## ТЕКСТ ДЛЯ ЧТЕНИЯ
◆ ◆ ◆ ◆ ◆

Вы собираете народный костюм. Это редкий жанр коллекционирования?
Можно сказать, россияне сейчас переживают бум собирания «русской старины», как в XIX веке. И по тем же патриотическим причинам: каждому важно найти точки опоры собственной идентичности.
Коллекционирование — это потребность, миссия, страсть. Можно коллекционировать от избытка денег, времени или свободной площади, а можно от недостатка, от какого-то голода, чтобы компенсировать, собрать заново недостающий культурный багаж, не сбереженный предками.
Мое собирательское кредо — удержаться и не стать рабом своей коллекции. Я стремлюсь к тому, чтобы моя коллекция была как можно меньше. Собрать большую коллекцию легко, а вот чтобы все, что ты хочешь, все, что тебе интересно, было в 10 или в 100 предметах, — это уже искусство.
Что здесь самое важное, чему надо учиться?
Профессионализм коллекционера требует понимать, где твои границы.
Я бы назвал себя опытным собирателем, мне помогает музейный бэкграунд. Я из Саратова. Саратовский областной музей краеведения дал мне бесценный профессиональный опыт. Там я успел освоить все музейные занятия: от сотрудника фондов до экспозиционера. Но самым большим удовольствием было именно собирать. Ты получаешь азарт, поиск, детектив, радость атрибуции, и, когда ты все это прошел — понимаешь, что собственно обладание предметом тебе не очень-то нужно. Часто какой-то костюм побыл у меня, мне удалось его максимально полно собрать, отреставрировать, показать на выставке или сводить на телевидение, то есть я насладился им, и он может идти дальше, для меня это вовсе не утрата или травма. Ты счастливо и с легким сердцем передаешь предмет туда, где ему будет хорошо.

◆ ◆ ◆ ◆ ◆

Можете извлечь текст о собирании народного костюма целиком, дословно и без единого изменения? Приведённые далее строки к тексту отношения не имеют.

## ИСХОДНЫЕ ДАННЫЕ
◆ ◆ ◆ ◆ ◆

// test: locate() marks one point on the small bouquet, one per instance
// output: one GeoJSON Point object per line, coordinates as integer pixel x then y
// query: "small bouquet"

◆ ◆ ◆ ◆ ◆

## ПИСЬМЕННЫЙ ОТВЕТ
Вы собираете народный костюм. Это редкий жанр коллекционирования?
Можно сказать, россияне сейчас переживают бум собирания «русской старины», как в XIX веке. И по тем же патриотическим причинам: каждому важно найти точки опоры собственной идентичности.
Коллекционирование — это потребность, миссия, страсть. Можно коллекционировать от избытка денег, времени или свободной площади, а можно от недостатка, от какого-то голода, чтобы компенсировать, собрать заново недостающий культурный багаж, не сбереженный предками.
Мое собирательское кредо — удержаться и не стать рабом своей коллекции. Я стремлюсь к тому, чтобы моя коллекция была как можно меньше. Собрать большую коллекцию легко, а вот чтобы все, что ты хочешь, все, что тебе интересно, было в 10 или в 100 предметах, — это уже искусство.
Что здесь самое важное, чему надо учиться?
Профессионализм коллекционера требует понимать, где твои границы.
Я бы назвал себя опытным собирателем, мне помогает музейный бэкграунд. Я из Саратова. Саратовский областной музей краеведения дал мне бесценный профессиональный опыт. Там я успел освоить все музейные занятия: от сотрудника фондов до экспозиционера. Но самым большим удовольствием было именно собирать. Ты получаешь азарт, поиск, детектив, радость атрибуции, и, когда ты все это прошел — понимаешь, что собственно обладание предметом тебе не очень-то нужно. Часто какой-то костюм побыл у меня, мне удалось его максимально полно собрать, отреставрировать, показать на выставке или сводить на телевидение, то есть я насладился им, и он может идти дальше, для меня это вовсе не утрата или травма. Ты счастливо и с легким сердцем передаешь предмет туда, где ему будет хорошо.